Copy the data that follows exactly. Include no pictures.

★ ★ ★

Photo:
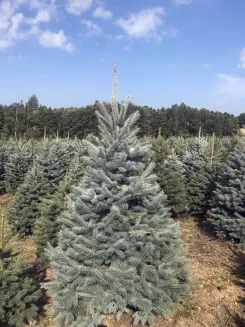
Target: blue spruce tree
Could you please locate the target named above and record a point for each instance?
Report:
(118, 248)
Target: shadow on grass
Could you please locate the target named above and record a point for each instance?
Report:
(237, 268)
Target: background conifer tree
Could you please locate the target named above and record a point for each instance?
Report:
(171, 177)
(18, 294)
(203, 162)
(47, 226)
(227, 213)
(118, 247)
(25, 209)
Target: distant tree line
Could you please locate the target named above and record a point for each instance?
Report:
(34, 120)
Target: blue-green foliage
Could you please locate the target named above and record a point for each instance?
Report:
(118, 247)
(41, 180)
(227, 213)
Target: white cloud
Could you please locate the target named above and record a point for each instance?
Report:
(76, 7)
(100, 12)
(119, 37)
(242, 59)
(172, 32)
(183, 2)
(14, 26)
(143, 24)
(230, 86)
(93, 29)
(56, 40)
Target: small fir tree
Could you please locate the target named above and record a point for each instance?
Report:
(172, 180)
(227, 213)
(15, 170)
(18, 294)
(118, 247)
(24, 211)
(55, 160)
(47, 226)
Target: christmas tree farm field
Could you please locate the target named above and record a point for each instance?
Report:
(217, 298)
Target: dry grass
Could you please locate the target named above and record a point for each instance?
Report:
(216, 301)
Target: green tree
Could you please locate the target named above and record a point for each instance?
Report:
(171, 175)
(18, 294)
(118, 248)
(227, 208)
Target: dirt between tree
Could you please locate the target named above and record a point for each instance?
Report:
(218, 296)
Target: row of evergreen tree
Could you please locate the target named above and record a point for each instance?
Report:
(114, 245)
(32, 120)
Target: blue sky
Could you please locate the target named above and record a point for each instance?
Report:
(168, 51)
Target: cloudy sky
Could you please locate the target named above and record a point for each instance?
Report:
(168, 51)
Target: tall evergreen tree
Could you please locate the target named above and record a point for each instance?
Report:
(118, 247)
(227, 213)
(18, 294)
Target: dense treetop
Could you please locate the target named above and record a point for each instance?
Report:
(33, 120)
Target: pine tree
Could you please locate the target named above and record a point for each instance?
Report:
(55, 160)
(227, 213)
(172, 180)
(25, 209)
(2, 170)
(15, 170)
(51, 207)
(18, 294)
(118, 247)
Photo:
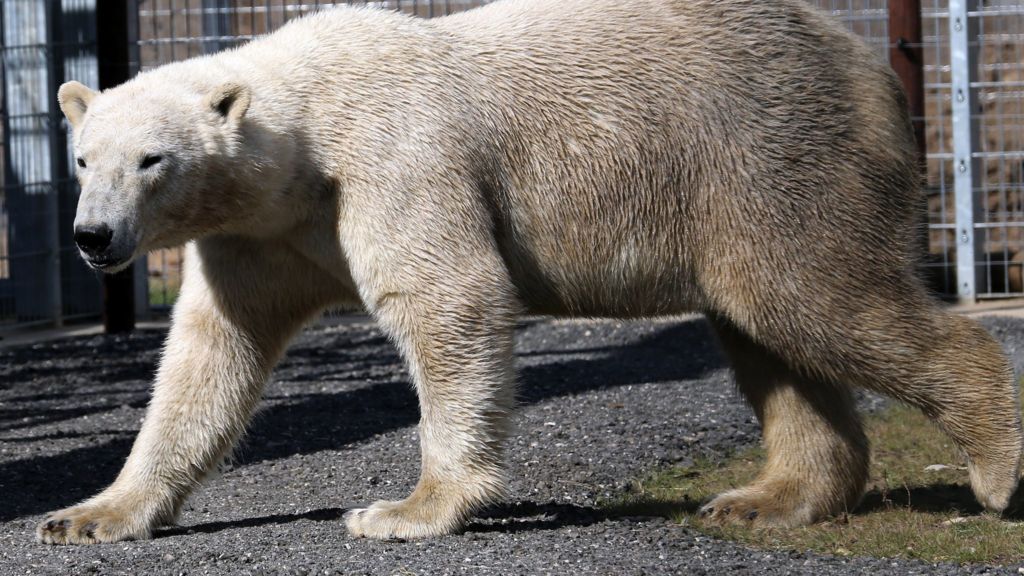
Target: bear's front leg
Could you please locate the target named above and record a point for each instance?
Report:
(229, 327)
(459, 350)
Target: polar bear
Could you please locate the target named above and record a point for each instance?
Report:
(747, 159)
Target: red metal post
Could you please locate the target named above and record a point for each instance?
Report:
(906, 56)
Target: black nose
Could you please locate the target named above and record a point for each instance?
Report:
(93, 239)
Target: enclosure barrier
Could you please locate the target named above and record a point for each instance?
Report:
(962, 62)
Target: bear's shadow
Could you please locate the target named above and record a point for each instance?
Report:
(306, 423)
(310, 424)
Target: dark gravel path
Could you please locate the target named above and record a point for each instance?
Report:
(603, 402)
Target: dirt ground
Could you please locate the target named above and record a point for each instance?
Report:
(602, 403)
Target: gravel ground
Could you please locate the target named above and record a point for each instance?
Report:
(602, 402)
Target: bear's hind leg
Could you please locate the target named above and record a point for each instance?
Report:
(460, 356)
(887, 335)
(816, 450)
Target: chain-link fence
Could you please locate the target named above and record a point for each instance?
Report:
(972, 52)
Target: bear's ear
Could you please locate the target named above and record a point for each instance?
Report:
(230, 100)
(74, 98)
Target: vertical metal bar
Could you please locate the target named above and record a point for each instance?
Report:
(964, 68)
(141, 265)
(114, 54)
(216, 24)
(31, 194)
(54, 72)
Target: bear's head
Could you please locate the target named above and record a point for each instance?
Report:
(157, 168)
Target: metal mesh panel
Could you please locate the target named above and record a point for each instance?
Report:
(41, 277)
(999, 156)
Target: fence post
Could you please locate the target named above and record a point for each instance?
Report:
(964, 68)
(114, 55)
(906, 57)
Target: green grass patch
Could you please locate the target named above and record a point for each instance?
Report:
(163, 293)
(908, 511)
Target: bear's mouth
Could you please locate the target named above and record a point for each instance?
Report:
(107, 264)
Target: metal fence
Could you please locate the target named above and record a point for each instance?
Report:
(972, 53)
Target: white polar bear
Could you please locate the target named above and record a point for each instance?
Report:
(625, 158)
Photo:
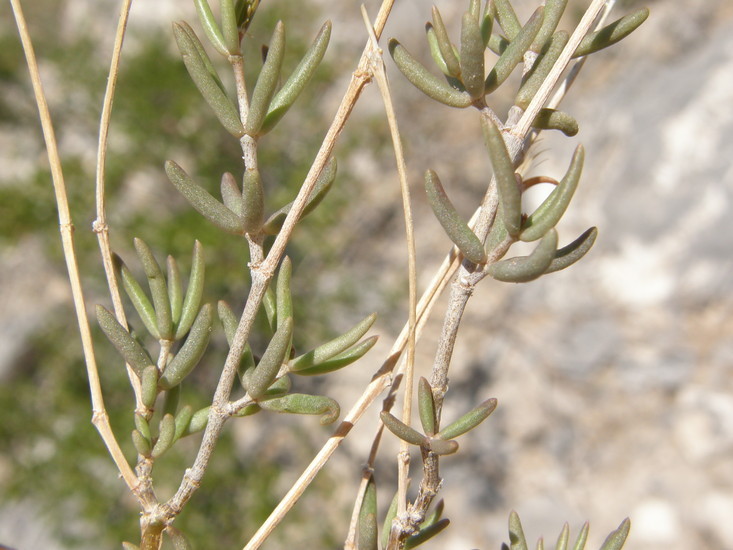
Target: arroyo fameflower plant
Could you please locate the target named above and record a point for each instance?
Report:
(492, 44)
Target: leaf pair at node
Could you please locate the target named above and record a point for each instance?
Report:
(440, 442)
(517, 540)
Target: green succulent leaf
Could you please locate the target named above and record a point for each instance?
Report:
(299, 403)
(445, 47)
(211, 27)
(426, 406)
(568, 255)
(472, 56)
(527, 268)
(509, 193)
(426, 534)
(617, 538)
(175, 288)
(323, 185)
(553, 12)
(402, 430)
(548, 214)
(230, 193)
(202, 201)
(368, 533)
(298, 80)
(207, 84)
(149, 385)
(166, 436)
(455, 227)
(334, 347)
(543, 65)
(612, 33)
(139, 299)
(424, 80)
(514, 52)
(266, 82)
(129, 348)
(341, 360)
(192, 350)
(266, 370)
(158, 289)
(253, 201)
(183, 420)
(194, 292)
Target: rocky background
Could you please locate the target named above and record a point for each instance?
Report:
(613, 377)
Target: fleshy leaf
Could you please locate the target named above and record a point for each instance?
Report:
(424, 80)
(455, 227)
(192, 350)
(202, 201)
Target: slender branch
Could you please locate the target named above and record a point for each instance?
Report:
(99, 413)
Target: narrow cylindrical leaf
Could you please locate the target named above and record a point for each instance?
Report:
(202, 201)
(554, 206)
(222, 106)
(610, 34)
(472, 56)
(553, 12)
(514, 52)
(320, 190)
(616, 540)
(444, 45)
(166, 435)
(368, 534)
(229, 27)
(517, 540)
(266, 81)
(283, 298)
(341, 360)
(507, 18)
(582, 537)
(149, 384)
(509, 193)
(541, 68)
(424, 80)
(426, 534)
(298, 80)
(198, 421)
(142, 426)
(402, 430)
(158, 288)
(194, 291)
(442, 447)
(139, 299)
(564, 538)
(426, 406)
(334, 347)
(175, 288)
(141, 443)
(468, 421)
(183, 419)
(552, 119)
(266, 370)
(192, 350)
(211, 27)
(454, 225)
(230, 193)
(253, 201)
(179, 540)
(568, 255)
(527, 268)
(298, 403)
(130, 350)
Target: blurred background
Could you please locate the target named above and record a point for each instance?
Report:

★ ★ ★

- _RESULT OF THE EXERCISE_
Photo:
Target: blue spruce tree
Could you please locate the target named above and record a point for each instance?
Report:
(118, 248)
Target: shadow on grass
Could you please locate the target named above and record a point for each instance?
Report:
(237, 268)
Target: background conifer tree
Could you please locate the target named above and record a point for each instance?
Report:
(171, 177)
(18, 294)
(203, 162)
(47, 226)
(227, 213)
(118, 247)
(25, 209)
Target: distant tree line
Could you please locate the target named above and record a point for each instance?
Report:
(34, 120)
Target: blue-green foliage
Could you please locate the target named above and record a point for each instance?
Report:
(118, 247)
(41, 180)
(227, 213)
Target: white cloud
Could you please locate the target named above and record a point for each instance?
Report:
(76, 7)
(100, 12)
(119, 37)
(242, 59)
(172, 32)
(183, 2)
(14, 26)
(143, 24)
(230, 86)
(93, 29)
(56, 40)
Target: small fir tree
Could you please locate the target named above and record a point for each instance?
Report:
(172, 180)
(227, 213)
(15, 170)
(18, 294)
(118, 247)
(24, 211)
(55, 160)
(47, 226)
Target: christmas tree farm field
Could you please locate the target named above and record a point for each instance?
Report:
(217, 298)
Target: dry grass
Could you please locate the target named above and record a point for each instance?
Report:
(216, 301)
Target: green tree
Could you please locate the target named above and record a point for each instance?
Report:
(171, 175)
(18, 294)
(118, 248)
(227, 208)
Target: dirt between tree
Could you please locate the target named above and record a point for each instance?
Report:
(218, 296)
Target: row of evergreen tree
Could you please locate the target named above and record a point for each instance?
Report:
(114, 245)
(32, 120)
Target: blue sky
Could you please locate the target named above and record a point for each instance?
Report:
(168, 51)
Target: cloudy sky
Could you please locate the target named above and record a point for each instance?
Report:
(168, 51)
Target: tall evergreen tree
Could you please locate the target named above and record a point for each instance?
Report:
(118, 247)
(227, 213)
(18, 294)
Target: dense treetop
Could you please locate the target named above and record a point for each instance?
Report:
(33, 120)
Target: pine tree
Could you please locate the target named above and record a point for each instance?
Report:
(55, 160)
(227, 213)
(172, 180)
(25, 209)
(2, 170)
(15, 170)
(51, 207)
(18, 294)
(118, 247)
Photo:
Target: bear's front leg
Could you please locate the target named above and record a point for each instance?
Report:
(229, 327)
(459, 350)
Target: polar bear
Could you please locate the target named above and record a point for each instance?
Report:
(747, 159)
Target: red metal post
Could you please locate the target named above and record a point for each instance?
Report:
(906, 56)
Target: black nose
Could you please locate the target named above and record a point for each instance?
Report:
(93, 239)
Target: enclosure barrier
Could you please locate the target named above and record a point for each instance?
Report:
(962, 62)
Target: bear's shadow
Could you please locate the target named above and record a point for each instance?
Report:
(306, 423)
(310, 424)
Target: dark gravel path
Could you please locate the target named above and record a point for each instance?
Report:
(603, 402)
Target: dirt ground
Could you please locate the target named above and record a point for each instance?
Report:
(602, 403)
Target: gravel ground
Could you please locate the target named above and record a point for each instance?
Report:
(602, 402)
Target: bear's hind leg
Could you please locate the target named above and record a point for each instance?
Report:
(460, 356)
(887, 335)
(816, 450)
Target: chain-link fence
Could you please locate the target named above and record a point for each instance?
Report:
(972, 52)
Target: bear's ear
Could you please locate the target named above and record a point for each instance?
Report:
(230, 100)
(74, 98)
Target: vertical metal bar
Could you please locate the target named above and record a point for each instance?
Report:
(964, 68)
(141, 265)
(114, 54)
(216, 24)
(31, 194)
(54, 72)
Target: bear's head
Could you please locate the target named above and record a point for each instance?
Report:
(157, 168)
Target: metal mesh panel
Could you please locate the target named above and record a point for each instance?
Report:
(41, 277)
(999, 156)
Target: fence post
Could you please locate the target named above and record a point for each instance?
Report:
(964, 68)
(114, 55)
(906, 57)
Target: green grass patch
Could you please locate the target named above and record a point for each instance?
Report:
(163, 293)
(908, 511)
Target: bear's mouth
Could you please locate the target named above and record a point for each instance?
Report:
(107, 264)
Target: metal fence
Could you please locate the target named above and record a point for each instance?
Report:
(972, 53)
Target: white polar bear
Could you please locate the target named above and record a point for each instance?
Report:
(625, 158)
Photo:
Target: arroyo fameflower plant
Could you please locate the target named above and record a point for each instance?
Report:
(492, 44)
Target: leaf pair at node
Could you please locate the target named above and record a point for each instance?
Report:
(440, 442)
(517, 540)
Target: green succulent leaf
Could you please locate the target named above and record a point for each instance?
Report:
(299, 403)
(445, 47)
(211, 27)
(426, 406)
(568, 255)
(472, 56)
(527, 268)
(509, 193)
(426, 534)
(617, 538)
(175, 288)
(323, 185)
(553, 12)
(402, 430)
(548, 214)
(230, 193)
(202, 201)
(368, 533)
(298, 80)
(207, 84)
(149, 385)
(166, 436)
(455, 227)
(334, 347)
(543, 65)
(612, 33)
(139, 299)
(424, 80)
(514, 52)
(266, 82)
(129, 348)
(341, 360)
(192, 350)
(266, 370)
(158, 289)
(253, 201)
(183, 420)
(194, 292)
Target: rocky background
Could you please locate the target named above and record a point for each instance?
Report:
(613, 377)
Target: fleshy leaf
Could you please locate the target named above and record a point for each instance?
Report:
(424, 80)
(455, 227)
(192, 350)
(202, 201)
Target: slender branch
Could you please locate the target named above and record a point for each instance?
Report:
(99, 413)
Target: narrow cylindrical leaf
Could you please locate the target named above and record a point for each instance?
Report:
(202, 201)
(554, 206)
(222, 106)
(610, 34)
(472, 56)
(553, 12)
(514, 52)
(320, 190)
(616, 540)
(444, 45)
(166, 435)
(368, 534)
(229, 27)
(517, 540)
(266, 81)
(283, 298)
(341, 360)
(507, 18)
(582, 537)
(149, 384)
(509, 193)
(541, 68)
(424, 80)
(426, 534)
(298, 80)
(198, 421)
(142, 426)
(402, 430)
(158, 288)
(194, 291)
(442, 447)
(139, 299)
(564, 538)
(426, 406)
(334, 347)
(175, 288)
(141, 443)
(468, 421)
(183, 419)
(552, 119)
(266, 370)
(192, 350)
(211, 27)
(454, 225)
(230, 193)
(253, 201)
(179, 540)
(568, 255)
(527, 268)
(298, 403)
(130, 350)
Target: blurred background
Could you please locate the target named above and record a point for each instance?
Report:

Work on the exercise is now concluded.